◆ **Written request**: Continue the text below about the town of Timber Lake, South Dakota, from the point where it stops.
=== Reading text ===
A Community With a Can-do Spirit
As you drive into eastern South Dakota, the prairie extends forever. There is vegetation the color of Black Hills gold. The sky is a brilliant blue. Pheasants, the peacock of the prairie, cross in front of you. Cattle graze. If you are traveling at night, the sky is hung with brilliant jewels. Maybe the northern lights dance a greeting reminiscent of the cultural dances of the Cheyenne River Sioux Tribe whose reservation you are on. Amidst this great expanse is one oasis of trees — and a turquoise water tower. This is the town of Timber Lake, South Dakota, population about 500.
Prosperity in Timber Lake has fluctuated since the town was established in 1910. In recent years, the town has suffered from a struggling agricultural economy combined with a multiyear drought. But Timber Lake is a town where residents have a can-do attitude and a strong commitment to community. When given an opportunity to participate in Horizons, a community leadership development program sponsored by the Northwest Area Foundation, Timber Lake not only accepted the challenge, it also was the only community to have a high school student participate for the entire two years. That kind of can-do spirit and commitment helps keep Timber Lake a growing community.
One young person attributes the Horizons program with giving him a bigger vision, a larger understanding of what it takes to build on the assets and opportunities currently present in Timber Lake. He says, “There are too many plans, too fast. Some ideas need to die in order for others to grow. What we need as a community is a plan. What are we going to do in one year? Five years? Ten years? And everyone needs to be thinking about this — the school, the businesses, the churches and the citizens.”
There is tremendous pride in the Timber Lake School. Community members boast about students who come from a hundred miles away to attend their school. Two Timber Lake teachers have passed the required tests to receive National Certification — the teaching profession’s highest credential. Timber Lake School already has computer technology on par with the best public schools in the nation.
But in a county that still has some folks on rural party phone lines, not everyone in Timber Lake can use the Internet or e-mail, and in this day and age, businesses need Web sites. To address this problem, the town recently applied for, and received, a good-sized USDA grant for a wireless broadband project. In April of 2006, the Blue Moon company out of Texas came to town, drove into Timber Lake in a truck about as long as Main Street, and called the community together to design a broadband system. Blue Moon says that Timber Lake’s project will hit the news, because it’s one of the few small towns to have such a state-of-the-art system. Broadband access will move Timber Lake businesses, plus homes in a surrounding seven-mile radius, into the cyber-age.
While one foot is planted solidly in the future, Timber Lake also recognizes the riches of an age long-past. The land surrounding the town is geologically rich with bones and fossils of the dinosaur era. One resident, Helen Ross, has the distinct honor of having discovered a new fossil and having it named after her. Town leaders want to capitalize on these unique qualities of their town and surrounding area.
=== Record extracts ===
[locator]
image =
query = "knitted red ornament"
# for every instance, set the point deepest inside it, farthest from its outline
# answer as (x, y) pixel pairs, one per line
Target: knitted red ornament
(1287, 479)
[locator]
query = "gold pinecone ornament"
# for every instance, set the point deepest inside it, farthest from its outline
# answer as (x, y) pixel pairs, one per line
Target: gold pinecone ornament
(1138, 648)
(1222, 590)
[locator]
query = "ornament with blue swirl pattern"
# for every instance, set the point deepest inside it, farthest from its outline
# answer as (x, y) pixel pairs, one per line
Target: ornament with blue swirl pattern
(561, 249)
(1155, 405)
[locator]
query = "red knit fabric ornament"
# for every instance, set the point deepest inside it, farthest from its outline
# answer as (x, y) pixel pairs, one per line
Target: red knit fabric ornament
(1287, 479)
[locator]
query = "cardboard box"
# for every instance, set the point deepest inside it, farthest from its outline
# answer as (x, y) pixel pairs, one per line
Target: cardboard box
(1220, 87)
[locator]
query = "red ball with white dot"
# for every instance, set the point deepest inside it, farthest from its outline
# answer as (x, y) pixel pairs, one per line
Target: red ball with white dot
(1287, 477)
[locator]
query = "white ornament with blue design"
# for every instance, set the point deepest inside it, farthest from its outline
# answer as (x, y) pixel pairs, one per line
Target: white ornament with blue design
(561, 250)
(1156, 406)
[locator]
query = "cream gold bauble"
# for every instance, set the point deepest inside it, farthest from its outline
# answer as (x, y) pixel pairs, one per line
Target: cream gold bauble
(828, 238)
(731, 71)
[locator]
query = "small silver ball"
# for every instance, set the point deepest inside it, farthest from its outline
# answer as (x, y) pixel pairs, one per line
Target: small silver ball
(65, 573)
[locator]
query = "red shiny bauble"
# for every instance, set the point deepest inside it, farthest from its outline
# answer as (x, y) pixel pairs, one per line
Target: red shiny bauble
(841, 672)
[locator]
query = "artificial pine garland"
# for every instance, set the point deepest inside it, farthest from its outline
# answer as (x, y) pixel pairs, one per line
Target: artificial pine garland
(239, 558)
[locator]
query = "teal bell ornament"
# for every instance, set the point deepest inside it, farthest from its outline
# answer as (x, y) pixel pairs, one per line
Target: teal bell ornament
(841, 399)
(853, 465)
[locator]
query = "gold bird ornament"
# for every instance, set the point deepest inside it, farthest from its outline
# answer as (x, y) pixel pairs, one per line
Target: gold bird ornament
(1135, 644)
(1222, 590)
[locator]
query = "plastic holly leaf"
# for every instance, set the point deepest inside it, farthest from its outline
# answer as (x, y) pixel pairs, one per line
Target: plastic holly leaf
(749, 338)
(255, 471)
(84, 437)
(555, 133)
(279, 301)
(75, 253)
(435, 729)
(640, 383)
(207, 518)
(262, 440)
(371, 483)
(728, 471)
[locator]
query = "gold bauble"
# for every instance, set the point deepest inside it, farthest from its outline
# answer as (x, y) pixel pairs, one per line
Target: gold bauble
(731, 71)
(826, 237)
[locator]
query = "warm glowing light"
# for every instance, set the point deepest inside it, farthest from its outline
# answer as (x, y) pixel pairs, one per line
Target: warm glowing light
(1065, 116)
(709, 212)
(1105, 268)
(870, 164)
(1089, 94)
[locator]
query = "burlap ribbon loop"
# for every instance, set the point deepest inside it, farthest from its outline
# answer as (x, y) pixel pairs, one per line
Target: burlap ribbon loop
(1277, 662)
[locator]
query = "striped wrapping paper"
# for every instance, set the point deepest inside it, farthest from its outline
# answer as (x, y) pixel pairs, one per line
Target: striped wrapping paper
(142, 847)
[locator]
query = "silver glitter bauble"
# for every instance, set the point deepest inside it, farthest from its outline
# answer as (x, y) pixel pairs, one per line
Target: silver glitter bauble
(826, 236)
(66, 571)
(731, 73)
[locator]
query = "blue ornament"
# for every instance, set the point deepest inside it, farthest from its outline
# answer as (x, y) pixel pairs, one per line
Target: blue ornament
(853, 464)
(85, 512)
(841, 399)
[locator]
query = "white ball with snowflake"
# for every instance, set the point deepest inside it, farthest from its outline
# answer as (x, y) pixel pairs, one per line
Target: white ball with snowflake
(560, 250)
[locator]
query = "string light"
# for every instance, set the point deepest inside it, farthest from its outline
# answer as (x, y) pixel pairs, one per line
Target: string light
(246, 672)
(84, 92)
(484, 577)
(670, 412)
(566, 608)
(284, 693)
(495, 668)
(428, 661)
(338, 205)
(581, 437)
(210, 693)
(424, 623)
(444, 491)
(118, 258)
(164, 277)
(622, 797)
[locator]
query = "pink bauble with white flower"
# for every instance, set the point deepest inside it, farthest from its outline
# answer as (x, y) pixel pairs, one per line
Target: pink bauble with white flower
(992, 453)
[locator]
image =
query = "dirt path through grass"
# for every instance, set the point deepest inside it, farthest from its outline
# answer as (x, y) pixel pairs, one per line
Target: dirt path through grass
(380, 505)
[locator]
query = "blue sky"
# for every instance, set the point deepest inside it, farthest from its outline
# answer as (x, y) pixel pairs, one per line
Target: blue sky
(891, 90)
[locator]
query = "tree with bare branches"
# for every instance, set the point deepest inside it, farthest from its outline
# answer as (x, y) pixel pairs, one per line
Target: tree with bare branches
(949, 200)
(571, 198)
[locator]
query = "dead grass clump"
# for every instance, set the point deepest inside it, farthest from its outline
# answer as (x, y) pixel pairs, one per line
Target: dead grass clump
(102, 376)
===
◆ **Reply**:
The Horizons project has made a difference as it has helped the community recognize the value of bones as well as other unique features of the Timber Lake area. Two Presentation Sisters came to Timber Lake from a church in Aberdeen, South Dakota, three years ago. Nearly the day they arrived, the Horizons project was announced, and it was a great way for them to get involved and get to know the community. Horizons included two series of leadership trainings, each nine months long. Now the Sisters list some of the tangible products of that leadership development program: autumn and spring cleanup days, a new “Welcome to Timber Lake” sign (locally produced), and water tests in what was once Timber Lake. This was never a registered lake in the state of South Dakota, and it is essentially now a wetland. A committee is doing soil and water testing to see if they can one day dredge it into a lake — you might say they’re resurrecting Timber Lake.
Horizons leaders got a call in December 2005 from the Bush Foundation in St. Paul, Minnesota. As a result, town leaders (with surrounding towns) are in the process of identifying the need for a Regional Economic Development Director who could help organize and coordinate projects in the area. For all three towns in the cluster, this is post-Horizons momentum, to be sure.
One of the founding members of the Timber Lake and Area Development Corporation (TL&ADC) says they have invited townspeople who participated in the Horizons leadership development process to merge forces with them. They recognized that many of the same people were stepping forward to address community issues. By joining forces they expect to be more productive.
The TL&ADC also has a revolving loan fund that is available to businesses and entrepreneurs in the area. One company they gave a small startup loan to is Octiflex Environmental Systems. Octiflex designs and builds wash-down decontamination centers for the military. Their decontamination centers were also used to help clean up after the World Trade Center disaster.
Businesses in Timber Lake are well aware of the larger world beyond the prairie. The Apple Tree Cottage sells arts and crafts, lunch and Honduran coffee. It may be the only place between Mobridge and Rapid City where you can get a cappuccino. This is a community that listens to the wants and needs of travelers driving through.
Timber Lake is on the road to Sturgis, South Dakota, where half a million people gather annually to attend the town’s famous motorcycle rally. When asked about catering to bikers on their way to Sturgis — given the fact that some people are leery of biker business — one town leader sits up, gets that can-do look on his face, plants his hands on his knees and says, “Bikers R Us.” It gets a small chuckle around the table, but it is that attitude of making do and making more with what there is that defines the community of Timber Lake.